» Work required:
Copy the data that follows, character for character, minus the pictures.

» Stored records:
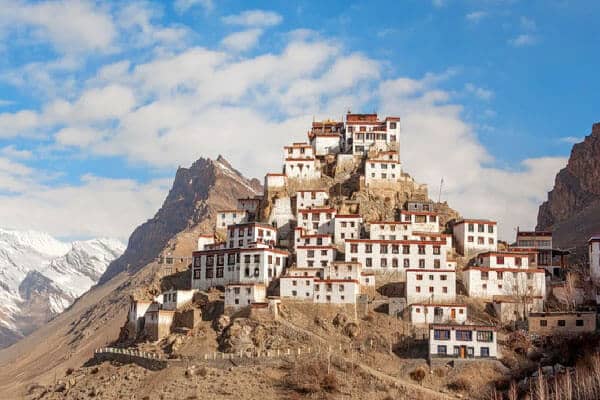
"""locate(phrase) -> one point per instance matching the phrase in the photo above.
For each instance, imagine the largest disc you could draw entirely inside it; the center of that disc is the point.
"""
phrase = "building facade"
(463, 341)
(475, 235)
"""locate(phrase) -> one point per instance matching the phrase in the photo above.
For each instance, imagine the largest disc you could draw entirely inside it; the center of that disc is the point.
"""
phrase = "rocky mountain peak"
(198, 192)
(574, 203)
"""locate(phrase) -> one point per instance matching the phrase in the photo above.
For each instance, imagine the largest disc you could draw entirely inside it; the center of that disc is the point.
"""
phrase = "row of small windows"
(470, 351)
(383, 262)
(394, 248)
(463, 335)
(234, 258)
(480, 228)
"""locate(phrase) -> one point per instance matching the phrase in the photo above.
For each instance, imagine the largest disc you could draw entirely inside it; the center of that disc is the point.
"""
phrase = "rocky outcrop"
(198, 192)
(572, 210)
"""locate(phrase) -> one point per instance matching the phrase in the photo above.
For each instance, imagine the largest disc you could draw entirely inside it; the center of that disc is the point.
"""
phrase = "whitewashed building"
(300, 162)
(440, 313)
(205, 240)
(231, 217)
(594, 257)
(325, 137)
(249, 204)
(251, 234)
(238, 295)
(475, 235)
(390, 230)
(364, 132)
(422, 221)
(504, 274)
(346, 226)
(397, 255)
(275, 182)
(310, 199)
(430, 285)
(211, 268)
(317, 220)
(384, 168)
(174, 299)
(463, 341)
(315, 256)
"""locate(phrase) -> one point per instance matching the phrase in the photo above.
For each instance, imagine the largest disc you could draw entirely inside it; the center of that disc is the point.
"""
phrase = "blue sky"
(100, 102)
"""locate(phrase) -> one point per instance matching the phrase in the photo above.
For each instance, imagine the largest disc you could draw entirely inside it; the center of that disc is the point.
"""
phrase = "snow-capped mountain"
(40, 276)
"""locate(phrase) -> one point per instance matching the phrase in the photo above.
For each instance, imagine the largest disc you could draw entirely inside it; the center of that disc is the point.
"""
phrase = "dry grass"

» Answer in full:
"""locate(phrase) -> one point per instance matching the phrase in the photo above.
For each instance, imagine the largest disc you could draw entirely inside it; the center of that disc is the point.
"""
phrase = "building facade"
(463, 341)
(475, 235)
"""locate(phrase) -> one point per instance matching the phrase in the photo above.
For each instance, imagine the largest disc you could draw entirely inside it; the center of that disc is the point.
"""
phrase = "rocky mountain peak"
(198, 192)
(574, 203)
"""locate(phrase) -> one point per instance matching the phrase in the photo above.
For each instance, imagine the largest disc you could draw entirely inside it; the center of that disc is the point.
"""
phrase = "row of small windows"
(470, 351)
(383, 262)
(394, 248)
(463, 335)
(234, 258)
(480, 228)
"""locate(phrase) -> one point per instance matching the phrase in the photo above.
For each instance, imagine the largest disc you could draw entirely inside it; the center of that disc is the point.
"""
phrase = "rocky outcrop"
(198, 192)
(572, 210)
"""locate(phrase) -> one point per instance matching the phrase in the photo above.
For each instance, imagine the largest disc you could draw entirely inside it; the center of that disc is the point.
"""
phrase = "whitewashed building"
(300, 162)
(440, 313)
(205, 240)
(231, 217)
(594, 257)
(325, 137)
(249, 204)
(251, 234)
(238, 295)
(475, 235)
(390, 230)
(364, 132)
(422, 221)
(504, 274)
(346, 226)
(397, 255)
(275, 182)
(310, 199)
(430, 285)
(211, 268)
(317, 220)
(384, 168)
(174, 299)
(463, 341)
(315, 256)
"""locate(phrase) -> one point per instance matching the phrase in the photo above.
For each instance, imagine the largest disc you could draw entirely inside it; the center of that disc is the point.
"""
phrase = "blue sky"
(100, 102)
"""locate(phrase) -> one point per instance matching the phrase in the photo above.
For each instance, imagine the largest disc you could draw entirely inside it; the center of that disc is the point.
"""
phrase = "snow-capped mountain"
(40, 276)
"""locate(phrase) -> one point per instance matching the phrase in the photo above.
For each instance, imagine the largest disc you could draw entirely inside it; the center of that disc is the point.
"""
phrase = "dry grass"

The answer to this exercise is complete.